Records contained in a dataset:
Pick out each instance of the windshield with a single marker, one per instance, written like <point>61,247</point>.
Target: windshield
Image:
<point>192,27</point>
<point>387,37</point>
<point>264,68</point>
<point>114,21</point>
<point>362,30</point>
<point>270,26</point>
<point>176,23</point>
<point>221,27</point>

Work task:
Return each entry without altering a single word.

Your solution:
Pick out each instance of the windshield with a single marker, one per instance, written like <point>61,247</point>.
Target: windshield
Image:
<point>192,27</point>
<point>387,37</point>
<point>264,68</point>
<point>114,21</point>
<point>362,30</point>
<point>270,26</point>
<point>176,23</point>
<point>221,27</point>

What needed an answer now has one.